1. а) Тут мы вступаем в сферу стиля. Мне страшно пускаться в тот океан, который представляют собою разнообразные понимания стиля со всей их неразберихой и путаницей. Может быть, в специальной работе я когда–нибудь и займусь этим. Сейчас же кратко укажу на то, что не потонуть в этом океане можно только тогда, когда мы будем иметь свое твердое понятие стиля. Одни вкладывают в этот термин чисто оценочный смысл, когда, напр., говорят, что у того–то нет стиля или что такой–то стильно играет. Другие, очевидно, вкладывают в этот термин какой–то идеологический смысл, говоря, напр., о церковной, светской музыке. Третьи имеют в виду те или другие материальные точки зрения, говоря о дереве, бронзе и пр. материалах для произведений искусства. Не перечисляя всех этих весьма разнообразных пониманий стиля, мы должны .сказать только то, что стиль, несомненно, категория более поздняя и потому более сложная, чем эйдос, миф и личность. В художественной форме, имеющей также стилевую структуру, содержится уже не просто эйдос, не просто миф и не просто так или иначе осуществленный миф. Тут мы берем полученное качество осуществленного мифа и соотносим его с дальнейшим инобытием, привносим в него такую структуру, которая нарождается в нем с точки зрения других, инобытийных, совершенно чуждых ему по существу вещей и явлений. Стиль есть такая полная художественная форма, которая несет в своей организации следы соотнесения с тем или другим инобытием. Я не буду входить здесь в классификацию стилевых форм, так как это задача моей специальной эстетики. Но я укажу сейчас для примера на возможные виды стиля.
b) Прежде всего, в виде инобытия, привлекаемого в целях стилевой организации отвлеченной художественной формы, можно иметь в виду область культурно–социаль–ных отношений. С этой точки зрения мы получим а) исторические стили. Так, мы говорим: «это — в стиле третьей империи», «это — в стиле Людовика XIV», «это — в античном стиле». Сюда войдут b) общесоциальные стили («пролетарский» стиль музыки, «военный» стиль, «детский» и пр.), с) индивидуальные стили («стиль Чайковского», «стиль Шекспира»). Далее, в качестве «инобытия» возможна материально–природная точка зрения, т. е. возможно говорить, например, о музыке с точки зрения того или иного инструмента. Симфонии Шумана, говорят, «фортепианного стиля», так что их лучше было бы писать для фортепиано. Сонаты Скрябина, говорят, — образцы чистого пианизма. Возможен «скрипичный стиль», «мраморный стиль», «бронзовый стиль» и пр. Материал понимают иной раз и в смысле содержания искусства. Тогда, в применении к музыке, говорят о «чистой», «программной», «изобразительной», «звукоподражательной» и пр. музыке. Особые стилевые формы могут получить свое начало от психоло–гически–настроительной точки зрения. Таковы в музыке «ноктюрный», «колыбельный» стиль, романсы с определенными настроениями. Таковы вообще типы экстатический, созерцательный, деятельный, вялый, скорбный и др. Возможны стилевые формы с точки зрения идеологической, напр., религиозное искусство, национальное искусство, философско–идеологическое (как, например, Достоевский, Р. Вагнер).

СУТЬ ЗАДАНИЯ »
Выпишите, пожалуйста, всех людей, которых отрывок о стиле называет по имени.

ИСХОДНЫЙ СПИСОК »
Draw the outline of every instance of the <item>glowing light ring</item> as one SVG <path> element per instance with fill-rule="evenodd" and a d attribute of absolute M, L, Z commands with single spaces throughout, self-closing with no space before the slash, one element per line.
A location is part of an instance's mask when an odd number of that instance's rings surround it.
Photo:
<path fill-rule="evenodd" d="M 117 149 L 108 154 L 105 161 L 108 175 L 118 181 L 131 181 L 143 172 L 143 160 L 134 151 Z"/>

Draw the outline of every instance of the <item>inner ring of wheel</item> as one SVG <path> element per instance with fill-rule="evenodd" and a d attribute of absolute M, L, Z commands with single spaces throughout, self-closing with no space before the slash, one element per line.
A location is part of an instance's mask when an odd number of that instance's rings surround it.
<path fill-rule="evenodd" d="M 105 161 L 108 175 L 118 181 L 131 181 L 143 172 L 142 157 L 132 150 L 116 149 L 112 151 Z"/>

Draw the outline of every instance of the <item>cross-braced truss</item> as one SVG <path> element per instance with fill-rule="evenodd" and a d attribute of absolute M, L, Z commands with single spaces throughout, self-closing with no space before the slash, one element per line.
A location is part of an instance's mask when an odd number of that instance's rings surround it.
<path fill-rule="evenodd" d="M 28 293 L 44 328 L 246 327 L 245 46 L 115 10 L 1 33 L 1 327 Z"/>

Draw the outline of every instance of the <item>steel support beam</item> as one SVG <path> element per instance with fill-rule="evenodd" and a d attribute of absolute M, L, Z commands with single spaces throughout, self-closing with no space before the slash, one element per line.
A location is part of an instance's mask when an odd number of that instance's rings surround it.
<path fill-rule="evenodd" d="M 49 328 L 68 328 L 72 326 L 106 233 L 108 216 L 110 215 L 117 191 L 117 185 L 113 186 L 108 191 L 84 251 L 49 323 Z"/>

* * *

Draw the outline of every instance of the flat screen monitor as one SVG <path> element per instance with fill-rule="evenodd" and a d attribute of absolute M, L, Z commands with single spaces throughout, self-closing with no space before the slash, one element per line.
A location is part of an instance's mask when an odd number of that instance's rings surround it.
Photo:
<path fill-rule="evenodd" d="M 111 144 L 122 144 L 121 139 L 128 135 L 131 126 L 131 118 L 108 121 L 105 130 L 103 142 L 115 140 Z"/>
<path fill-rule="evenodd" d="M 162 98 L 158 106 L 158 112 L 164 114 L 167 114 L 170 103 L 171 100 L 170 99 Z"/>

--

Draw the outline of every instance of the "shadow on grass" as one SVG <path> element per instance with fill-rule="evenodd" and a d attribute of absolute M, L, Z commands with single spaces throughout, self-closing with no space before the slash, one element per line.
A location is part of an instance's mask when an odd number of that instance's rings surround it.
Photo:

ПОЛНОЕ РЕШЕНИЕ »
Людовик XIV, Чайковский, Шекспир, Шуман, Скрябин, Достоевский, Р. Вагнер.